[Provided passage]
★ ★ ★ ★
What I Learned on a Mountain

This post is not an easy, clean-cut one. But in the last few weeks, I have been able to see that life is not that way either. In the words of one of my mentors, “It’s okay, Em. Life is messy, and sometimes things don’t go the way we plan. Now it’s on to the next thing.”

My time in Colorado has been cut short. I don’t want to get into all the details of why I’m no longer there. I honestly haven’t been able to process all of it. It’s hard and blurry, and I’m just not there yet. My hope is that typing out this post will help me process some.

I have gone home to Iberia, Missouri to heal, recover, and rest before the school year begins in August. I’m excited for this season. I hope to be renewed in these next couple of months. I think this time will be a blessing, and will help me in the long run.

It took me a while to obtain this mindset. Honestly, I’ve went through a number of emotions in the last few weeks. This post was originally entitled, “Get Angry.” Most of my feelings have been anger. There have also been lots of tears, guilt, sadness, gratefulness, some laughter at weird moments, and tons and tons of prayer through it all. Angry prayers, joyful prayers, sad prayers, all of it. I have been wrecked.

I want to emphasize that I believe all of these emotions are okay for a time. God is big. He can handle our mere human emotions. But I can’t dwell on them any longer. God is also so big that he has the power to free me from these things.
★ ★ ★ ★
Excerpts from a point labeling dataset
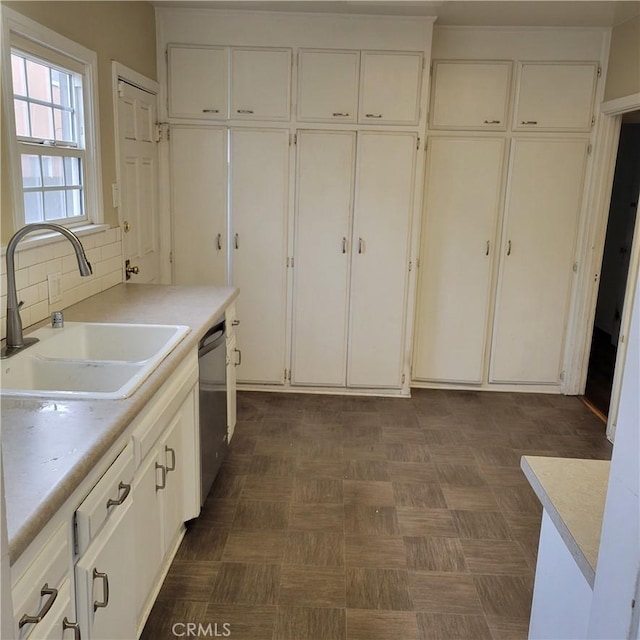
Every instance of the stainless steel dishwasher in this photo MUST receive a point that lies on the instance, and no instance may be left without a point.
(212, 361)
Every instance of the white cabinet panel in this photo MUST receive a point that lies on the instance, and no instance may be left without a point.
(199, 205)
(260, 84)
(555, 96)
(382, 218)
(198, 80)
(259, 208)
(457, 248)
(541, 216)
(325, 175)
(470, 95)
(390, 87)
(328, 85)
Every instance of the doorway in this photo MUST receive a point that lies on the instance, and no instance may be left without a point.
(615, 267)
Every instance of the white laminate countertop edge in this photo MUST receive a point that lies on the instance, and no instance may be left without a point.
(573, 492)
(50, 446)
★ ★ ★ ★
[Directions for this task] Can you write out, word for word, the part of the blog post between "My time in Colorado" and "the long run.", inclusive?

[Output of the exercise]
My time in Colorado has been cut short. I don’t want to get into all the details of why I’m no longer there. I honestly haven’t been able to process all of it. It’s hard and blurry, and I’m just not there yet. My hope is that typing out this post will help me process some.

I have gone home to Iberia, Missouri to heal, recover, and rest before the school year begins in August. I’m excited for this season. I hope to be renewed in these next couple of months. I think this time will be a blessing, and will help me in the long run.